#### Data
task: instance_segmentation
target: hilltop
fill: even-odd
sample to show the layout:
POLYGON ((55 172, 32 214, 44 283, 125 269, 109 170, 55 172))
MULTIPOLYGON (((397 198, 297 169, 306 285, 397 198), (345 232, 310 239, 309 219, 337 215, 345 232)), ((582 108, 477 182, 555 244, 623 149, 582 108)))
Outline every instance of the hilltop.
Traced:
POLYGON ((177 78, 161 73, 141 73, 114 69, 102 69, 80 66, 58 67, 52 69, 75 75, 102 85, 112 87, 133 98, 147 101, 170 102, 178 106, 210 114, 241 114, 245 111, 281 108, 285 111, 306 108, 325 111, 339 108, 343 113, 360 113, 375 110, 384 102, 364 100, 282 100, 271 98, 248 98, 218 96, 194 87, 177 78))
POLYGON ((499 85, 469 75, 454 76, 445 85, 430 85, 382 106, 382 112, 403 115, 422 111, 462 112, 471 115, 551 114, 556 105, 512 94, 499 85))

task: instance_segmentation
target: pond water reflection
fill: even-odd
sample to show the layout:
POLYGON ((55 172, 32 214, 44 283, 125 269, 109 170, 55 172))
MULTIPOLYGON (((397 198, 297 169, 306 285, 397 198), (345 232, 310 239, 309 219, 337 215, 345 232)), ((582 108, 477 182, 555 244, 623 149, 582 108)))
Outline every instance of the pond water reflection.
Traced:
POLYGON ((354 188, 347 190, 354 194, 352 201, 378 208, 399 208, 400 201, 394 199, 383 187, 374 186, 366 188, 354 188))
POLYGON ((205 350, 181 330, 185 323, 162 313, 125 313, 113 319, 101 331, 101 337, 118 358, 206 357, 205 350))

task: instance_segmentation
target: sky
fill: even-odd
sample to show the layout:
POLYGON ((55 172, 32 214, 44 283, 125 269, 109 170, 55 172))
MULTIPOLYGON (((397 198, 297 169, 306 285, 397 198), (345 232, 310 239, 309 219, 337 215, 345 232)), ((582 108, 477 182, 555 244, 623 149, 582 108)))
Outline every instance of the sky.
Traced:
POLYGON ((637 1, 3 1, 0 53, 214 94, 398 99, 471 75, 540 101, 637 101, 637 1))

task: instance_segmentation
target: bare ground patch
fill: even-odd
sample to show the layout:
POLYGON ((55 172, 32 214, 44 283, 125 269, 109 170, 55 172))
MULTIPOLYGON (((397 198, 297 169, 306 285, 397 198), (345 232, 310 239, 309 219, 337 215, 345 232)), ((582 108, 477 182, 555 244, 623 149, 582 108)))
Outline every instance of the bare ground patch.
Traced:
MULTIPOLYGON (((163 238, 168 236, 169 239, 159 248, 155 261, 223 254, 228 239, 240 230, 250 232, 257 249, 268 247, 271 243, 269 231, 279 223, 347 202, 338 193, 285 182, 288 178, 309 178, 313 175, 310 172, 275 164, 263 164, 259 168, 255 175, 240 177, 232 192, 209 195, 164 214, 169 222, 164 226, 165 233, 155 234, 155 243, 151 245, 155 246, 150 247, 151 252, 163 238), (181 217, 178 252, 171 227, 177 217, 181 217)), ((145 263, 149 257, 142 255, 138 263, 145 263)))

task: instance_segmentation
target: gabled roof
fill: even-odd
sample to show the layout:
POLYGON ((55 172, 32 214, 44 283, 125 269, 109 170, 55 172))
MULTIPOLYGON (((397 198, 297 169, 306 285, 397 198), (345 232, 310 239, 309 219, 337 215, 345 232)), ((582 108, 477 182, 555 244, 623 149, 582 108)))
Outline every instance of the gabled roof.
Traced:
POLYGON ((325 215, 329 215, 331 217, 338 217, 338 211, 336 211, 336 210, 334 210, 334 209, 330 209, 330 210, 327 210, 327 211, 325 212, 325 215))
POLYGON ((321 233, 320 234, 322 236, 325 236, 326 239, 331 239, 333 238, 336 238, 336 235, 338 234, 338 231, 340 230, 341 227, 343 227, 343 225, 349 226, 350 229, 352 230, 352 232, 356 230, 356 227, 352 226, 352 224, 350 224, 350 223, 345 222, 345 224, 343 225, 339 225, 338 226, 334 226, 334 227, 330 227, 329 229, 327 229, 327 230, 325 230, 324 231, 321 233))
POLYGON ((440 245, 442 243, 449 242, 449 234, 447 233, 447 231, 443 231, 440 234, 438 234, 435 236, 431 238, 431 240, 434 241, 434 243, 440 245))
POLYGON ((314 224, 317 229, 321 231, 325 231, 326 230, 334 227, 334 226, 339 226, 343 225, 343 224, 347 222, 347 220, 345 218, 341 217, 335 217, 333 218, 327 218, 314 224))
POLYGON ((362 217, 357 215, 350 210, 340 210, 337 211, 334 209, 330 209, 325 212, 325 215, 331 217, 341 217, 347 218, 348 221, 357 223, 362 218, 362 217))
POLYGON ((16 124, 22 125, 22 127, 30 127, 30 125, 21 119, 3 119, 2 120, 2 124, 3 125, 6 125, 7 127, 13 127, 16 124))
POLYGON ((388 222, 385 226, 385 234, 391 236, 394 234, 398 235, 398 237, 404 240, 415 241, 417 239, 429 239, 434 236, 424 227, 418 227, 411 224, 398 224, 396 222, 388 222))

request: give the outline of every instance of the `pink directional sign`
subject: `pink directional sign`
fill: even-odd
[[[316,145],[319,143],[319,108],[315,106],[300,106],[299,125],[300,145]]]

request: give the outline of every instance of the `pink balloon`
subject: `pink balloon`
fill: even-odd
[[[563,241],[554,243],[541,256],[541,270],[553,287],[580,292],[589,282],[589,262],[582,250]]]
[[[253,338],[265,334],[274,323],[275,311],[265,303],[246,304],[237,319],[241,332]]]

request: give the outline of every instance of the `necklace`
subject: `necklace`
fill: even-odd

#### Exercise objective
Return every line of the records that contains the string "request", treating uppercase and lowercase letters as distinct.

#### Correct response
request: give the outline of every instance of the `pink directional sign`
request: give the outline of every instance of the `pink balloon`
request: give the outline of every instance of the `necklace`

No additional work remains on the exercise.